Quoted passage:
BEGIN
But August this year was hot and recorded one of the lowest rainfall ever. In the drought-like conditions, the sugarcane, which is a highly water intensive cash crop, began to wilt and dry. Farmers had to irrigate their lands with the help of water pumps (groundwater) to keep their crops alive.
But, the torrential rains in September, followed by high speed winds, laid low the crops in several districts including Narsinghpur, Chhindwara, Burhanpur, Betul, and Datia.
According to India Meteorological Department (IMD), Madhya Pradesh received a ‘large excess’ rainfall of 70 per cent in the month of September, the only state in the country to receive such heavy rainfall. As against its normal rainfall of 166.9 millimetre, it received 284. 2 mm rainfall between September 1 and September 30 (see map below).
Map: State-wise monthly rainfall in September 2023
“This is the first time rains have damaged the sugarcane crop like this,” Mukesh Patel, a farmer from Imaliya village in Narsinghpur, told Gaon Connection. His district received 46 per cent excess rainfall in September. Patel lost three out of his five acres of sugarcane.
It is the same story with the neighbouring farmers too, he said. “It rained so hard that for nearly eight days there was waterlogging that turned the fields into a quagmire. The strong winds made the damage worse,” he said.
“Had there been a pest infestation, I could have saved my crops by using pesticides and medicines, but I can’t make my fallen crops stand upright again,” the farmer lamented.
The rain and winds have brought along with them other problems too.
“The uprooted and broken sugarcane stalks are rotting and that is attracting wild boars that are then eating up the few intact sugarcane there is on the field,” Shiva Rajput from Kareli village in Narsinghpur, told Gaon Connection.
Mahesh Yadav of Barsali village in Betul district has similar complaints. His district received 102 per cent excess rainfall last month.
“I planted sugarcane in five acres and more than half of it has gone. It is time to irrigate my land and it is going to be very difficult with the fallen sugarcane covering it,” the farmer said. He was hoping to get about 350 quintals from his crop but now despairs if he will even get half of that.
There are also fears of the smut disease in the sugarcane crop, which causes growth of fungus on the stalks.
“There is also a caterpillar infestation on the top of the sugarcane plant that is eating up the leaves and stalks,” Yadav feared.
Rising sugarcane cultivation in MP
The area under sugarcane cultivation in Madhya Pradesh has been steadily increasing. In 2007-08, there were 77,730 hectares of sugarcane fields in the state. By 2013-14, the area rose to 144,000 hectares. At present, nearly 200,000 hectares of land in the central Indian state is under cane cultivation.
Sugarcane is considered to be a resilient crop that can withstand considerable vagaries of weather and is less prone to disease. It is a lot more profitable than maize, soybean, pulses, paddy, wheat, claim farmers. But this year seems to be a bad year for the sugarcane farmers in Madhya Pradesh.
BK Sharma, the senior scientist and in charge of the sugarcane research centre in Bihoni, Narasinghpur district, admitted there had been considerable damage to the sugarcane crops in the state.
“The farmers must drain their fields of water in time. Their plants should be in neat rows allowing the wind to flow through the rows without obstruction. They should also tie the sugarcane stalks firmly together and ensure they have sowed the seeds deep,” Sharma told Gaon Connection.
“There is news of the crops also being affected by smut disease and red root disease, and using pesticides is the only option now,” the senior scientist added.
Meanwhile, farmers complain so far they have not heard from the government agencies regarding assessment of their crop losses and compensation.
Dayaram Avasya, the tehsildar of Nepanagar tehsil in Burhanpur district, told Gaon Connection, “The damage incurred by sugarcane farmers in this district will be assessed and they will be compensated accordingly”.
END
Rows listed in a dataset
BEGIN
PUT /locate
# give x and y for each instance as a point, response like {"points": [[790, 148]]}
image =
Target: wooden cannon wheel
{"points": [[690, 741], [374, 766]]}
END
Task instructions:
Answer these questions from the sugarcane article.
(a) How many of his acres of sugarcane did Mukesh Patel lose?
(b) By what percentage did Betul district's rainfall exceed normal last month?
(c) How many hectares of sugarcane fields were there in Madhya Pradesh in 2007-08?
These rows are separate material and have no connection to the sugarcane article.

Response below:
(a) Three of his five acres.
(b) 102 per cent.
(c) 77,730 hectares.